ARTICLE:
== == ==

Diplomacy and the uprising

   Before and after the successes had by the rebels and the support of
   Bishop Orozco y Jiménez, the Mexican bishops supported the Cristeros
   (this is in dispute- the only comprehensive history of this movement,
   "The Cristero Rebellion" indicates that with a couple of exceptions the
   episcopacy was hostile to the movement). The bishops were expelled from
   Mexico after Father Vega's savage attack on the train, but continued to
   try and influence the war's outcome from outside the country

   The U.S. ambassador to Mexico, in October 1927, was Dwight Whitney
   Morrow. He initiated a series of breakfast meetings with Calles where
   the two would discuss a whole range of problems, from the religious
   uprising, to oil and irrigation. This earned him the nickname "ham and
   eggs diplomat" in U.S. papers. Morrow wanted the conflict to come to an
   end both for humanitarian reasons, and to help find a solution to the
   oil problem in the U.S. He was aided in his efforts by Father John
   Burke of the National Catholic Welfare Conference. The Vatican was also
   actively suing for peace.

   Calles' term as president was coming to an end and president-elect
   Álvaro Obregón was scheduled to take office on December 1. However, he
   was assassinated by a Catholic radical two weeks before he was to take
   office, gravely damaging the peace process.

   Congress named Emilio Portes Gil interim president in September, with
   an election to be held in November 1929. Portes Gil was more open to
   the Church than Calles had been, allowing Morrow and Burke to
   reinitiate their peace initiative. Portes Gil told a foreign
   correspondent on May 1 that "the Catholic clergy, when they wish, may
   renew the exercise of their rites with only one obligation, that they
   respect the laws of the land."

== == ==

EXTRACTED INFORMATION:
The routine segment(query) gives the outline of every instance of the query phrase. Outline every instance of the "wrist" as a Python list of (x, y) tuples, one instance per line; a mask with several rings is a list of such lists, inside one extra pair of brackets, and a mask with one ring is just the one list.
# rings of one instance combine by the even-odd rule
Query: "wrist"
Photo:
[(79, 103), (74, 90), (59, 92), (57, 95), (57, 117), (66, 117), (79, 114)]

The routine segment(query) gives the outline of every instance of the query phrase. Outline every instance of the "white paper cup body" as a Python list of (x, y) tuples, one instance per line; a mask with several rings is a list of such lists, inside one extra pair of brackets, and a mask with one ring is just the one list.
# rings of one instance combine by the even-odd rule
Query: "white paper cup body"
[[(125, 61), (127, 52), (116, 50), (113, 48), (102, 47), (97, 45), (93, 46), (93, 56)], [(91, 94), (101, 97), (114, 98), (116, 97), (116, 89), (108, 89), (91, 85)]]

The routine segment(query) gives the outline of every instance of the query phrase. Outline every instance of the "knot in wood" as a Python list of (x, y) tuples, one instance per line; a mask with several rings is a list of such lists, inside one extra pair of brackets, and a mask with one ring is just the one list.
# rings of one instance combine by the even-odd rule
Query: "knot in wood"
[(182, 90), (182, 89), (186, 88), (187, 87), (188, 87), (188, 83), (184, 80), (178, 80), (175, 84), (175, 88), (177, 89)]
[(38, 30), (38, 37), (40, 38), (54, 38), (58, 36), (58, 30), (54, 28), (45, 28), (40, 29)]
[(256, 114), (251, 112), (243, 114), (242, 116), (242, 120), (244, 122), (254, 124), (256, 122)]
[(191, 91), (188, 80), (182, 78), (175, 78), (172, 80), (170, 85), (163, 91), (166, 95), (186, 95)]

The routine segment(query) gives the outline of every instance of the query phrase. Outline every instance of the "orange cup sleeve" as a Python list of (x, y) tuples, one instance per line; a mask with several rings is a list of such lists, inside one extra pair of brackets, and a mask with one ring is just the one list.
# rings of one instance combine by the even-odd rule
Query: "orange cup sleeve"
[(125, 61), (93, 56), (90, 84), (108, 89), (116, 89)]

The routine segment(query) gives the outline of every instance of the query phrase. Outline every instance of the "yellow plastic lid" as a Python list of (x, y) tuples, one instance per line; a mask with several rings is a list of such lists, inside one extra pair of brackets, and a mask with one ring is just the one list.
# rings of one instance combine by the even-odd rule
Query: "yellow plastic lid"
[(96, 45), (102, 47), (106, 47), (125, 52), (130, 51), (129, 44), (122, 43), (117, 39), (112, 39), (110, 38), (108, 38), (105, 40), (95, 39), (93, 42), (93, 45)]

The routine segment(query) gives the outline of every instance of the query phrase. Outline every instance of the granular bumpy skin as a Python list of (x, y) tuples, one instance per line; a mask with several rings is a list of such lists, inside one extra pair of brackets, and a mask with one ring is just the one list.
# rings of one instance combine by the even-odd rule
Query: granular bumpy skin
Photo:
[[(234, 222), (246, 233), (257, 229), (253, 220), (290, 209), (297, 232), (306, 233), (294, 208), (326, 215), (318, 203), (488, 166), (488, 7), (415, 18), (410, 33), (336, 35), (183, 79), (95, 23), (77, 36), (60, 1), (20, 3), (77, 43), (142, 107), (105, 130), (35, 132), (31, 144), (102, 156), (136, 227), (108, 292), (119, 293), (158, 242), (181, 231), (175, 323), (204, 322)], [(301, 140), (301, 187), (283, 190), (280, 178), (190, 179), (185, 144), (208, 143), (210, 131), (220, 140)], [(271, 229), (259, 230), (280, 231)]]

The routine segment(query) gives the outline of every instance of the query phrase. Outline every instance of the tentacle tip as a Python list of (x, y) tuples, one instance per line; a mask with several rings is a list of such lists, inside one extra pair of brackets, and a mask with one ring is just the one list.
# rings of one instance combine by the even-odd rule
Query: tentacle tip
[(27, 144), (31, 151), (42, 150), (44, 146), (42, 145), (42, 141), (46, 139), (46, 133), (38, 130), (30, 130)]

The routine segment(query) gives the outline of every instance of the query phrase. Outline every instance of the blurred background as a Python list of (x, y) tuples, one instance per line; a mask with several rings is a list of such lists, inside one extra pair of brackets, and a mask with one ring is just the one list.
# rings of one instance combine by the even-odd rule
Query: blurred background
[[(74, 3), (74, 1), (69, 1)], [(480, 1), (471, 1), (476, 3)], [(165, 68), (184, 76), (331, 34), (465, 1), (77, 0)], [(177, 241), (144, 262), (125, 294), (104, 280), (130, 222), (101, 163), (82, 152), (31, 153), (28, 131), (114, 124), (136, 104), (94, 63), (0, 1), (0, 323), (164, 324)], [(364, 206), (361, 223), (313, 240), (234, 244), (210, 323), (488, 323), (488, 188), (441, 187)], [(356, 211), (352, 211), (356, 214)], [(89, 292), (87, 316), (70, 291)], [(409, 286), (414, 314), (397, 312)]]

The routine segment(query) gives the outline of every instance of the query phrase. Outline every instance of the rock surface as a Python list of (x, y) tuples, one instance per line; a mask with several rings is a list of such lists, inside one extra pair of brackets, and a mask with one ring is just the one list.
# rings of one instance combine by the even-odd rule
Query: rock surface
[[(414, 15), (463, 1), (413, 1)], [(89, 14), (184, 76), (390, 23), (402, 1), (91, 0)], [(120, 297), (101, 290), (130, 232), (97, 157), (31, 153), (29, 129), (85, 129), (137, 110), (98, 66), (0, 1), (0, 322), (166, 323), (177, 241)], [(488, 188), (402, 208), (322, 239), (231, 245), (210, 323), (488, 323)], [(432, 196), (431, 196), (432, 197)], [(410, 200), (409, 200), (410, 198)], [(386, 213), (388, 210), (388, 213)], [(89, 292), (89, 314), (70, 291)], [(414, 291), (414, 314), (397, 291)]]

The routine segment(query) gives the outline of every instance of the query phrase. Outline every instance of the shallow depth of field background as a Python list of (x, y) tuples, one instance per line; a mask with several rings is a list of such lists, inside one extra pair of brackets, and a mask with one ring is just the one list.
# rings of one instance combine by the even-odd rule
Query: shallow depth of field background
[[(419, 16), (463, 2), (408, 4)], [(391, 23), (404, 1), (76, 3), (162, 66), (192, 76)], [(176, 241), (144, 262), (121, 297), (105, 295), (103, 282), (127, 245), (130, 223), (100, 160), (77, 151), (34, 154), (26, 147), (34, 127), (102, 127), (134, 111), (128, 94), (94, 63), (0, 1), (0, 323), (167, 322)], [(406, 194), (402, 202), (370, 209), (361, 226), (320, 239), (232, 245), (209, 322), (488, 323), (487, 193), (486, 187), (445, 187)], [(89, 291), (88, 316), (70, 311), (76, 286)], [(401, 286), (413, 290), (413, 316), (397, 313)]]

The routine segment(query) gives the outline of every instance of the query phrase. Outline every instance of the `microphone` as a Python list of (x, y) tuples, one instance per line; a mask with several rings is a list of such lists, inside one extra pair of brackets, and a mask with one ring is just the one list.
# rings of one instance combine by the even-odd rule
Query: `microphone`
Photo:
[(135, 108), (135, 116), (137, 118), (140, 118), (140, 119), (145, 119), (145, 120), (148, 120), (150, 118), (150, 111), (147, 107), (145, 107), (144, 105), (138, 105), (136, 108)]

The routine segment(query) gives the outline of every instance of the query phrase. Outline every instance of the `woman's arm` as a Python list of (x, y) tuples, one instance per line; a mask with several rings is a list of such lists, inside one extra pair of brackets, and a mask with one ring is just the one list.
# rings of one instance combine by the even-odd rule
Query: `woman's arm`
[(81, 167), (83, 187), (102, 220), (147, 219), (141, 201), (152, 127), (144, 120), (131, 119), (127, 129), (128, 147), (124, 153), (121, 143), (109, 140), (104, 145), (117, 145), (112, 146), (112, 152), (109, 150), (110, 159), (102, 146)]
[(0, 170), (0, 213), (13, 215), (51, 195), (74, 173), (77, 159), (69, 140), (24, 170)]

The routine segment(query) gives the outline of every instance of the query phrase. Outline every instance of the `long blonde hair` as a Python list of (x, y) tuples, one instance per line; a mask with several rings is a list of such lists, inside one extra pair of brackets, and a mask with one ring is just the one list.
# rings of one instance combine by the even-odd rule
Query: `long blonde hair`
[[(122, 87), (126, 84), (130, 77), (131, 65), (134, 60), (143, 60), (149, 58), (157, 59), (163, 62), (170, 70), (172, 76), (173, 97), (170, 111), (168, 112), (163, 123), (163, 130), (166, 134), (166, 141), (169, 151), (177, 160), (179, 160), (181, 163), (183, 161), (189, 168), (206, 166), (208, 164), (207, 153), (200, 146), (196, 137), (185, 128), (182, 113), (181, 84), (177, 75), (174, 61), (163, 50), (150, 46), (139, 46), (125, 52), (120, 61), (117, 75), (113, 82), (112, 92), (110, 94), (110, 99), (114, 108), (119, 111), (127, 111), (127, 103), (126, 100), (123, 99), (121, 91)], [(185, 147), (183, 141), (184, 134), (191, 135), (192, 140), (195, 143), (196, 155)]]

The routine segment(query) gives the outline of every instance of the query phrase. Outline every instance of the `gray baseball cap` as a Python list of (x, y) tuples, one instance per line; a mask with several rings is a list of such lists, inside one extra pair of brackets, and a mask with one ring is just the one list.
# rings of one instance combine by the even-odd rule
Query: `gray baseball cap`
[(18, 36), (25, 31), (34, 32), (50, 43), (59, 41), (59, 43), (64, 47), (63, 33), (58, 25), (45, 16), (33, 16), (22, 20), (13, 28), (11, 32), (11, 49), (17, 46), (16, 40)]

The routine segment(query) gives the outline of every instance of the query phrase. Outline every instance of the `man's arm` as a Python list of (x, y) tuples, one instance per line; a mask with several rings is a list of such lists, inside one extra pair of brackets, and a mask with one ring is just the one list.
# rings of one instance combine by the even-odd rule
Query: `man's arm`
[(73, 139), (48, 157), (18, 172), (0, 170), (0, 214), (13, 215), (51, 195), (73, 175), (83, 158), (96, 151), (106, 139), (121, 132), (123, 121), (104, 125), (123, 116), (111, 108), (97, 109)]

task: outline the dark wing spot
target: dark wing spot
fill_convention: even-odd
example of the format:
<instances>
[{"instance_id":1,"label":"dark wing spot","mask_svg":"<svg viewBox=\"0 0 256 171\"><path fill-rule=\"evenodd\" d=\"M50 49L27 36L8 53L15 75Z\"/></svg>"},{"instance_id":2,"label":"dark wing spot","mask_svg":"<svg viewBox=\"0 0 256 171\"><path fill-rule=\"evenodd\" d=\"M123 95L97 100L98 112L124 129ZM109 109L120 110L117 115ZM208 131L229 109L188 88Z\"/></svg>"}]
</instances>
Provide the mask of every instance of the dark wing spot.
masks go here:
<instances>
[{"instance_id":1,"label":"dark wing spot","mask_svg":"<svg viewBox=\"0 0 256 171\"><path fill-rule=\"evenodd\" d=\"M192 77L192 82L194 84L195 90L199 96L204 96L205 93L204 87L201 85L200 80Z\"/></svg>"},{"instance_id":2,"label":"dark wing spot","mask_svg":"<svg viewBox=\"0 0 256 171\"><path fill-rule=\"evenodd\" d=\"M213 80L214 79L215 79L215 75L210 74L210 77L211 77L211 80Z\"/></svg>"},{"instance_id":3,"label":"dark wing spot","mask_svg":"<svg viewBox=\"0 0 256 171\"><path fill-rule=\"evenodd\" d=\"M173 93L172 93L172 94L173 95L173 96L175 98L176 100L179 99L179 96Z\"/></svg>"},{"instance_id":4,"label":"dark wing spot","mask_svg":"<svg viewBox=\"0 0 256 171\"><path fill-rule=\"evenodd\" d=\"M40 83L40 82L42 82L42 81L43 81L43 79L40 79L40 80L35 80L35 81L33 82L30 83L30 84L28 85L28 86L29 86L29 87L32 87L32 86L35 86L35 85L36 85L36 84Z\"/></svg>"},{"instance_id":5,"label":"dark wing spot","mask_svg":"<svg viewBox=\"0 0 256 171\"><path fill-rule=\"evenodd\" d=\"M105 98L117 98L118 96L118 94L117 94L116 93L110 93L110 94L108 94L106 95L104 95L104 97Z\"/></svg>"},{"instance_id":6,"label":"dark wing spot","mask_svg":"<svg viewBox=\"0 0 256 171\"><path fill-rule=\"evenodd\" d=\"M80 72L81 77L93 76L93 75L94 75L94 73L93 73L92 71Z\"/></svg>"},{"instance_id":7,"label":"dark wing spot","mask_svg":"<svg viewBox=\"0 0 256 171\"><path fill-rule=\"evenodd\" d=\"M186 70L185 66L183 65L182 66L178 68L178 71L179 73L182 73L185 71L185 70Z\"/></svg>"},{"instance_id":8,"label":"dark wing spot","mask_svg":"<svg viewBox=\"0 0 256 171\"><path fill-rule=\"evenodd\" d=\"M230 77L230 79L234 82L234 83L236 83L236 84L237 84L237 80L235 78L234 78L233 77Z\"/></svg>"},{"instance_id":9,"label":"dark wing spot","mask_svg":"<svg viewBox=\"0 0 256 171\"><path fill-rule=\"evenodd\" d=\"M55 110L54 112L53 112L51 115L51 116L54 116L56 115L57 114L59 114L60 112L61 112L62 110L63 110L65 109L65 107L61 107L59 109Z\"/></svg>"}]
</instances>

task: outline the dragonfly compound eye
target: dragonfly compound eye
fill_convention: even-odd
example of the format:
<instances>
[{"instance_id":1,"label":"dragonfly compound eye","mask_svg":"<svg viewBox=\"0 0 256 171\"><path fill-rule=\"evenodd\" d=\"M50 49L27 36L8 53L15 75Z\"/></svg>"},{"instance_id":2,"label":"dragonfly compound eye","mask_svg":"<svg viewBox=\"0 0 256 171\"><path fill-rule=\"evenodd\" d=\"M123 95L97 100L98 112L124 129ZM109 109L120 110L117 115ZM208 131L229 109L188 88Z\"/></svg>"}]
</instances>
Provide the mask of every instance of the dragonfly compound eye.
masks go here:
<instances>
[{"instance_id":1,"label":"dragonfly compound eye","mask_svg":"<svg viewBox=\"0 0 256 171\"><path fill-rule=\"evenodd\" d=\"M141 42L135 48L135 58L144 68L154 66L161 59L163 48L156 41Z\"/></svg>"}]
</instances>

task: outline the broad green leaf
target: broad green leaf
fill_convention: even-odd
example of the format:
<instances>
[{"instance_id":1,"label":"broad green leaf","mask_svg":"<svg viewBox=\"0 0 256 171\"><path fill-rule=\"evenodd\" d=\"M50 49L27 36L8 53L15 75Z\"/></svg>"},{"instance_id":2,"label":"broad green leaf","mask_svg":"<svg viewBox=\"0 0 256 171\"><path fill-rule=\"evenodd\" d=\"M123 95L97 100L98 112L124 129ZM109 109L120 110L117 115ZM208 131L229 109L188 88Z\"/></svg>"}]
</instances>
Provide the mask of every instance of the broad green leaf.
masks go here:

== == ==

WHAT YOU HAVE TO DO: Extend the passage on diplomacy and the Cristero uprising, picking up right after its last sentence.

RESULT OF THE EXERCISE:
   The next day, exiled Archbishop Leopoldo Ruíz y Flores issued a
   statement that the hierarchy had elected to suspend worship because it
   "was not able to accept laws that are enforced in my country." That is,
   the bishops would not demand the repeal of the laws, only their more
   lenient application.

   Morrow managed to bring the parties to agreement on June 21, 1929. The
   pact he drafted, called the arreglos (arrangements) would allow worship
   to resume in Mexico and granted three concessions to the Catholics:
   only priests who were named by hierarchical superiors would be required
   to register, religious instruction in the churches (but not in the
   schools) would be permitted, and all citizens, including the clergy,
   would be allowed to make petitions to reform the laws. But the most
   important part of it was that the church would recover the right to use
   its properties, and priests recovered their rights to live on such
   property. Legally speaking, the church was not allowed to own real
   estate, and its former facilities remained federal property. However,
   the church took control over them, and the government never again tried
   to take these properties back. It was a convenient arrangement for both
   parties and Church support for the rebels ended.

   The arreglos led to an unusual end to the war. In the last two years,
   many more anticlerical officers who were hostile to the federal
   government for other reasons had joined the rebels. When the arreglos
   were made known, only a minority of the rebels went home, those who
   felt their battle had been won. As the rebels themselves were not
   consulted in these talks, most of them felt betrayed and some continued
   to fight. The church then threathened rebels with excommunication, and
   gradually the rebellion died out.

   The officers, fearing that they would be tried as traitors, tried to
   keep the rebellion alive. This attempt failed and many were captured
   and shot, while others escaped to San Luis Potosí, where General
   Saturnino Cedillo gave them refuge.

   On June 27, the church bells rang in Mexico for the first time in
   almost three years.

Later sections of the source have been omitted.